= Goal =
List every line in the records below that contains the word "shirt", and copy each such line in full. Matching is case-sensitive.

Start of Items

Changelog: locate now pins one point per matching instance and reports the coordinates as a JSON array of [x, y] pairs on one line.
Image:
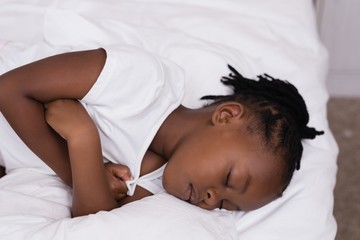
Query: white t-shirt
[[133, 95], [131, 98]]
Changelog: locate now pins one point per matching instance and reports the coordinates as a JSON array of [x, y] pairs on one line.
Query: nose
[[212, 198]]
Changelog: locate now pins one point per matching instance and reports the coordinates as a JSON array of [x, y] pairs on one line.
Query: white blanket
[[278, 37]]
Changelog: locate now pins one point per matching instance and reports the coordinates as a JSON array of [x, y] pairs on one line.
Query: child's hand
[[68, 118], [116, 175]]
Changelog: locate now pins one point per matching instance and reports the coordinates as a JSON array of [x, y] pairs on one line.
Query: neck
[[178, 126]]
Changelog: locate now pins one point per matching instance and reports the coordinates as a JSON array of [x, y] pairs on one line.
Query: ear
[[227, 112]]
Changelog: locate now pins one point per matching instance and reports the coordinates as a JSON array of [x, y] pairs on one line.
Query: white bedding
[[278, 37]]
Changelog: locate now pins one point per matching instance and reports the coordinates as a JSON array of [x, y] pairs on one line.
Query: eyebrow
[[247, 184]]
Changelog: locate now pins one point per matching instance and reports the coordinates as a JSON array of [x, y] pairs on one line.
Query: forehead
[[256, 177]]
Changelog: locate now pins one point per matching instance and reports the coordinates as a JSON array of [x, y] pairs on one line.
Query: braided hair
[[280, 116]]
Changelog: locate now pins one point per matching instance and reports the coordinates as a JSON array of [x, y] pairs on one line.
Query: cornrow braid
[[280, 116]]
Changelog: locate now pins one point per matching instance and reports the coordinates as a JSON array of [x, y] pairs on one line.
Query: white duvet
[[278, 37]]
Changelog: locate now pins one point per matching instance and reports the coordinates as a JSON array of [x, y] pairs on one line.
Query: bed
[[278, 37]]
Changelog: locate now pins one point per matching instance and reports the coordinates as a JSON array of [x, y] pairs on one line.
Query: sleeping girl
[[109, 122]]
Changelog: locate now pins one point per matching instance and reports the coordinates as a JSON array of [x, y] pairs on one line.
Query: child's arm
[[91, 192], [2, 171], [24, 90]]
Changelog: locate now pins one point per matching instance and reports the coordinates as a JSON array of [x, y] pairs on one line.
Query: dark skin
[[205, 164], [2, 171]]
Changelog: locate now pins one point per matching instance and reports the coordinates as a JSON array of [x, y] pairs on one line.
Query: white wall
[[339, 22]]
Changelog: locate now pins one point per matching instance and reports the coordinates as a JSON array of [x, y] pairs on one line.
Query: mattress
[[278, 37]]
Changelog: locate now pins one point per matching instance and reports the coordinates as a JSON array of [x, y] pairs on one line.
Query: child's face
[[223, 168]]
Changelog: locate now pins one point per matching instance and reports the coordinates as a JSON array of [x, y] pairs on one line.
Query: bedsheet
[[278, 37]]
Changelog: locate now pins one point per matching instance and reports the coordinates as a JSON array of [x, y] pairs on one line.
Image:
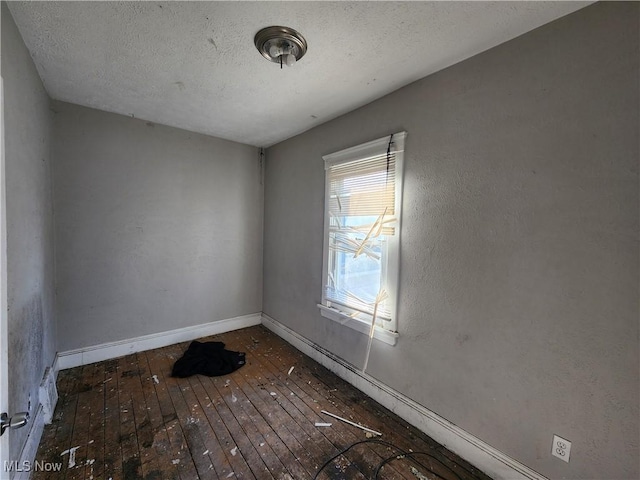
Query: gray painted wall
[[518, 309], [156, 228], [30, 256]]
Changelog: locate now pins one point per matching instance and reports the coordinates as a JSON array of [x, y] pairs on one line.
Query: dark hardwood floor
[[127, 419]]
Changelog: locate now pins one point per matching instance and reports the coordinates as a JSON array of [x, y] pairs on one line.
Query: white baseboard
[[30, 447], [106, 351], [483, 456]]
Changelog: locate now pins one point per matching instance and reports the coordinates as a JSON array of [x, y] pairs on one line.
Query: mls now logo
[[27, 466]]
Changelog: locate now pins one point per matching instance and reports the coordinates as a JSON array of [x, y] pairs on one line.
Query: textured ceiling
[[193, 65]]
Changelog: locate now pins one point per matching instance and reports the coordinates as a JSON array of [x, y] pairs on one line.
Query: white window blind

End of Items
Start of Items

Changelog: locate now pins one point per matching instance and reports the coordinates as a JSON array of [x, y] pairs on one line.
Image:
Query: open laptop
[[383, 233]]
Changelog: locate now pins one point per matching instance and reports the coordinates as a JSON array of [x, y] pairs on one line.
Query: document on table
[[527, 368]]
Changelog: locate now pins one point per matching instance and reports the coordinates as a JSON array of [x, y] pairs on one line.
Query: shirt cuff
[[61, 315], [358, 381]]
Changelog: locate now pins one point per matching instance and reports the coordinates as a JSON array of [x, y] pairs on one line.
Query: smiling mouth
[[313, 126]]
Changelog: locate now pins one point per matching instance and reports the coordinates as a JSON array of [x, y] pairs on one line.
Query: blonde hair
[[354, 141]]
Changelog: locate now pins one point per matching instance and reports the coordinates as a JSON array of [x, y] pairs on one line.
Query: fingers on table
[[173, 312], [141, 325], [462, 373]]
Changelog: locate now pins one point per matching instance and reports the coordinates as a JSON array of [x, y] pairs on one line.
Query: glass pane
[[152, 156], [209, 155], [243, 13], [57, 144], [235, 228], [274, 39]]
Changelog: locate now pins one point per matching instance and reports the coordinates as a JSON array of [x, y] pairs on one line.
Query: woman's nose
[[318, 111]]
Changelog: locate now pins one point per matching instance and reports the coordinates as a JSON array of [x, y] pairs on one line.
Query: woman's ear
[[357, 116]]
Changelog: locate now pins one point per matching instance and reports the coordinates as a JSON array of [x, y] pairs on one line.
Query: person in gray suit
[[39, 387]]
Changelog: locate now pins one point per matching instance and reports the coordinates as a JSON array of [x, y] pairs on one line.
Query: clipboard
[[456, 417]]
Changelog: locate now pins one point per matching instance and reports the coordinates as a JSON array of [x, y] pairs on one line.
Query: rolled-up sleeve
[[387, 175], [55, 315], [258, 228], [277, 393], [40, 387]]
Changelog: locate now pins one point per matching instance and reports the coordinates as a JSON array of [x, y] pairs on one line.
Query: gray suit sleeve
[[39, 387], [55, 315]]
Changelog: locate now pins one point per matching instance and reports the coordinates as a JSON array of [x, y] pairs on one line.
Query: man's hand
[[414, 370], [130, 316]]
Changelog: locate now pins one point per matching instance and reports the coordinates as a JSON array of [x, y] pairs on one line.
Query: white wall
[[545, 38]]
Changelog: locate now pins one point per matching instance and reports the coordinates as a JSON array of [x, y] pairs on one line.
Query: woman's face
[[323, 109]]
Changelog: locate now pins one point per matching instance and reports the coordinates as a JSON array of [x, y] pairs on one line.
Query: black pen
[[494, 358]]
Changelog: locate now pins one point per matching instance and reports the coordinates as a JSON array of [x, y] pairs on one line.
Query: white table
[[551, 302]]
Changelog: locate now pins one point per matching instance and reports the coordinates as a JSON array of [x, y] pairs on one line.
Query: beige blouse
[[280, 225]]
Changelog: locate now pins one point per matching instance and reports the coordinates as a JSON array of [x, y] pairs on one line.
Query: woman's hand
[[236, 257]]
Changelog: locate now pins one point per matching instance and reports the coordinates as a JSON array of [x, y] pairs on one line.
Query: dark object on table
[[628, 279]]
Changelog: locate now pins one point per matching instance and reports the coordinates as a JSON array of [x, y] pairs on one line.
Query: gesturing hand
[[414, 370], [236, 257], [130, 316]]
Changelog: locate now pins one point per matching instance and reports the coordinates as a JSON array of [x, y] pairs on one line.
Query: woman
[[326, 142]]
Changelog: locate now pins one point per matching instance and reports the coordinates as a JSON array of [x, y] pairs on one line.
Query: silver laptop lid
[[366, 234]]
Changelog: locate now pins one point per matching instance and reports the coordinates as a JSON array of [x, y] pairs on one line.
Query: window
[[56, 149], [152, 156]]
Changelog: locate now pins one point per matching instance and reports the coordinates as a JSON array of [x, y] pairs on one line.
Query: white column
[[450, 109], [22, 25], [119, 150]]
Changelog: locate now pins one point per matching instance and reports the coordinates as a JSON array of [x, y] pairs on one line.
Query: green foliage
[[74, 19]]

End of Items

= Task solution =
Query: white t-shirt
Query: shirt cuff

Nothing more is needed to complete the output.